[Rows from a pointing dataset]
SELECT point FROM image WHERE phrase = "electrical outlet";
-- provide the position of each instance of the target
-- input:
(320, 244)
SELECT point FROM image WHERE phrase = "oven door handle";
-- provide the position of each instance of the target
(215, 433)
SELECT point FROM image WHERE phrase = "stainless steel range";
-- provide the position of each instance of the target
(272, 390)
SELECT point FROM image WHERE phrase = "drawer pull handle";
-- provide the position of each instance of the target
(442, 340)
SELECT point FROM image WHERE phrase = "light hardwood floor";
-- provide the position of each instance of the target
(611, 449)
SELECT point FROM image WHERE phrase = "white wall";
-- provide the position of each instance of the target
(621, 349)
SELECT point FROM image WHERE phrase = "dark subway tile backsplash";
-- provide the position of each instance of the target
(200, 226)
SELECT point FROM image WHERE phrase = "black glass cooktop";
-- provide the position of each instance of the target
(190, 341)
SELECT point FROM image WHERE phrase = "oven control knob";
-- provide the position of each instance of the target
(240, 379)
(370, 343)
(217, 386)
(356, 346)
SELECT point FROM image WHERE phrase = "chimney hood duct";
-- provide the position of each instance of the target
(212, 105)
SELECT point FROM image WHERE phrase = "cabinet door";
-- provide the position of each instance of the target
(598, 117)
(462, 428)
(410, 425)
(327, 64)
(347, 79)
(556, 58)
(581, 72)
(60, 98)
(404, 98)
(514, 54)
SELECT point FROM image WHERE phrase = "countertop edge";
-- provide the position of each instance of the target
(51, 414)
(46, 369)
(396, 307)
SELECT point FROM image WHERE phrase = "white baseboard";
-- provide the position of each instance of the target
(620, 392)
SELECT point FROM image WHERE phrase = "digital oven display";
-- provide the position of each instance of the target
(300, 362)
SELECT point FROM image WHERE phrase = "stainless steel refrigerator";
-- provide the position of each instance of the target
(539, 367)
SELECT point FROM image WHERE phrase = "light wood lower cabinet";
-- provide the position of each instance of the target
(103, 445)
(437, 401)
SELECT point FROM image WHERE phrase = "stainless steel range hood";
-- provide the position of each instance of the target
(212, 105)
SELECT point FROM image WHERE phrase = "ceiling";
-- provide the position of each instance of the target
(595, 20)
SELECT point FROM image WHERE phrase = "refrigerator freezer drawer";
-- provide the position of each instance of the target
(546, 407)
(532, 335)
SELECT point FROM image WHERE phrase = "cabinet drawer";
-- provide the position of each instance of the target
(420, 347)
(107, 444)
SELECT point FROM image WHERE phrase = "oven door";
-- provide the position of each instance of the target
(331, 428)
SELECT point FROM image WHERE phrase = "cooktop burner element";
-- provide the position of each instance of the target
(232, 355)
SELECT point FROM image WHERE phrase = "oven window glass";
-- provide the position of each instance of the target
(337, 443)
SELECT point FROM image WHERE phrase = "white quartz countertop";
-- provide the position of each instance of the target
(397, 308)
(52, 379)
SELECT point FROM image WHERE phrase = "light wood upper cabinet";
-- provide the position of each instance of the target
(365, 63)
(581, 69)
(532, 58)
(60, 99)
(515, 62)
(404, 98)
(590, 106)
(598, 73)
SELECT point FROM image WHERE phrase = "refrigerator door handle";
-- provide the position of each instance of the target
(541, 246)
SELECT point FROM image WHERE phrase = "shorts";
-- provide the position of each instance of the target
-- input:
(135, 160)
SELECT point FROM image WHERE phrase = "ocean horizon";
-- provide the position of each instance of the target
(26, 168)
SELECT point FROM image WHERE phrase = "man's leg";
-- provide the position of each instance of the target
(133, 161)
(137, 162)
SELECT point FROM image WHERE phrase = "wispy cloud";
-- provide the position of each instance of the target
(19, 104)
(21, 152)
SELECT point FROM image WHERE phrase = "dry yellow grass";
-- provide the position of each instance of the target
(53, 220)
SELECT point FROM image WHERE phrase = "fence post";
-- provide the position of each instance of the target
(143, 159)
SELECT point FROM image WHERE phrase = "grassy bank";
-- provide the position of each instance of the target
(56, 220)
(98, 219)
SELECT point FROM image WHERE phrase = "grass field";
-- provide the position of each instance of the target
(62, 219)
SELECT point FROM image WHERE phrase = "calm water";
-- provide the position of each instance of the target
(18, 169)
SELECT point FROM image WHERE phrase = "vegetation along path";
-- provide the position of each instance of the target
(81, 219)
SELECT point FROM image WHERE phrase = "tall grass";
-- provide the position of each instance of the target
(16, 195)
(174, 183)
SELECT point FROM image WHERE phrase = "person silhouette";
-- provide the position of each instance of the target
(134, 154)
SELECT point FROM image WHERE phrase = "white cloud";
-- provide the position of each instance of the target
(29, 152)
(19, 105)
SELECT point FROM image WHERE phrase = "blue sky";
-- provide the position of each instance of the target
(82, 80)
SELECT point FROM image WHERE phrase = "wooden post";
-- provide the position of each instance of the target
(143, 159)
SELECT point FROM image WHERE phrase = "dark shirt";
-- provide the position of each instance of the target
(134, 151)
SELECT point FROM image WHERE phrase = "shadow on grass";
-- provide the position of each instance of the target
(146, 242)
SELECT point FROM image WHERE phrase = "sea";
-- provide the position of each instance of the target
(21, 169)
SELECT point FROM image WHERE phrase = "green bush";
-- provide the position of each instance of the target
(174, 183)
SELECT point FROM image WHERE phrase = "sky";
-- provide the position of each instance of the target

#### What is expected
Pick out every line in the items above that contains the word "cooktop", and copy each one.

#### Solved problem
SELECT point FROM image WHERE phrase = "black glass cooktop";
SELECT point FROM image WHERE phrase = "cooktop burner element";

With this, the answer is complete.